Disney vient de fêter ses 100 ans. Pourquoi cette industrie fascine-t-elle toujours autant aujourd’hui ? Le point avec Charles-Antoine Courcoux, spécialiste de l’histoire sociale du cinéma.
Il était une fois un petit studio de cinéma installé dans un garage de Californie. En un siècle, il s’est transformé en l’une des plus grandes compagnies de divertissement du monde. Disney a en effet soufflé cette année ses 100 bougies. « Une vraie success story à l’américaine », sourit Charles-Antoine Courcoux, maître d’enseignement et de recherche au sein de la Faculté des lettres. Le spécialiste en histoire sociale du cinéma s’intéresse au rôle des films à travers les âges, ainsi qu’à leur impact dans la (dé)formation de nos normes sociales. À l’occasion de cet exceptionnel centenaire, il analyse pour l’uniscope la recette magique de l’univers Disney. Univers qui vraisemblablement fascine toujours autant 100 ans après. Mais pourquoi ?

▸ Matériel fourni
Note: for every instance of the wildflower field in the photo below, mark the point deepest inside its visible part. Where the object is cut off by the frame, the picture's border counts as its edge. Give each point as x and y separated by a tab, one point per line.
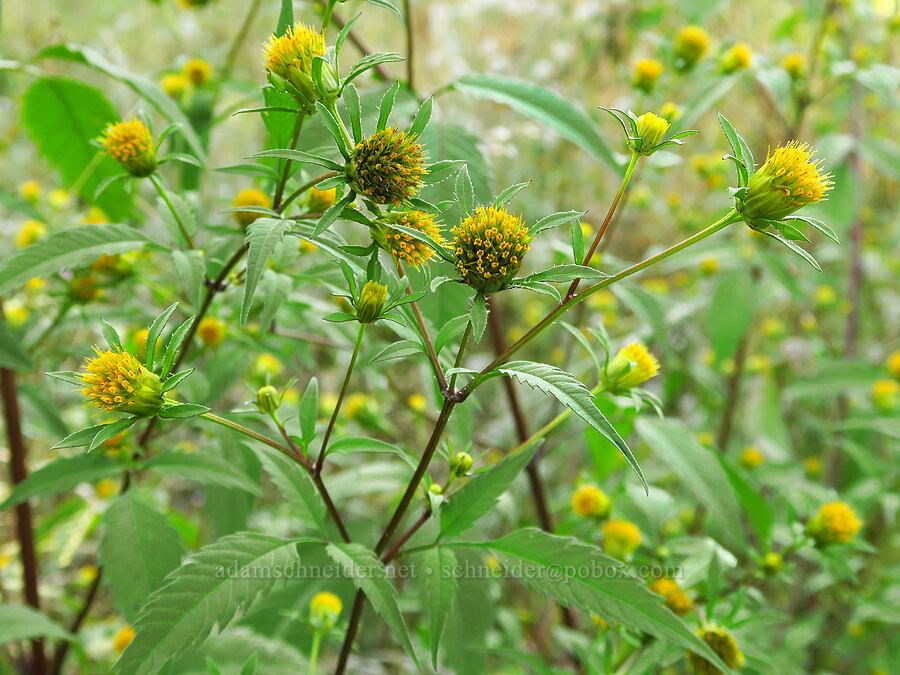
450	336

▸ Défis
1) Reproduisez le passage de l'article sur les 100 ans de Disney qui s'ouvre sur les mots « Disney vient de » et se clôt sur « sociale du cinéma. ».
2) D'après l'article sur les 100 ans de Disney, où le petit studio de cinéma était-il installé à ses débuts ?
3) Rédigez la suite de l'article sur les 100 ans de Disney, à partir de sa dernière phrase.

▸ Réponses successives
1)
Disney vient de fêter ses 100 ans. Pourquoi cette industrie fascine-t-elle toujours autant aujourd’hui ? Le point avec Charles-Antoine Courcoux, spécialiste de l’histoire sociale du cinéma.

2) Dans un garage de Californie.

3)
« Je pense qu’une des plus grandes forces de Disney, en tant que « marque », c’est à la fois son ancrage dans des valeurs traditionnelles et rassurantes, tout en s’employant à capter l’air du temps. Disney, c’est une multinationale à vocation lucrative et qui, à ce titre, doit rester populaire et ouverte au changement social », considère l’historien. Un postulat qui en fera sûrement tiquer plusieurs, puisque l’on reproche souvent à l’univers Disney ses valeurs trop conservatrices. Ce à quoi Charles-Antoine Courcoux répond : « Pourtant, dès les années 90, on remarque une forte inflation au niveau des personnages féminins dans les premiers rôles. » Du reste, c’est déjà dans les années 90 que Disney introduit aussi ses premières héroïnes racisées : Pocahontas en 1995, Esméralda en 1996, dans Le Bossu de Notre-Dame, Mulan en 1998 ou, quelques années plus tard, Tiana en 2009, dans La Princesse et la Grenouille.
Le spécialiste observe même l’apparition d’un discours d’inspiration féministe, dès les années 2010. « On commence à thématiser le fait que des personnages font l’acquisition de pouvoirs qui, jusque-là, étaient perçus comme des prérogatives masculines. » Rebelle (2012) et Star Wars : Les Derniers Jedi (2017) en sont de bons exemples et constituent, selon l’historien, un véritable symbole d’émancipation féminine, « en dénonçant les difficultés de socialisation des femmes sous le patriarcat ».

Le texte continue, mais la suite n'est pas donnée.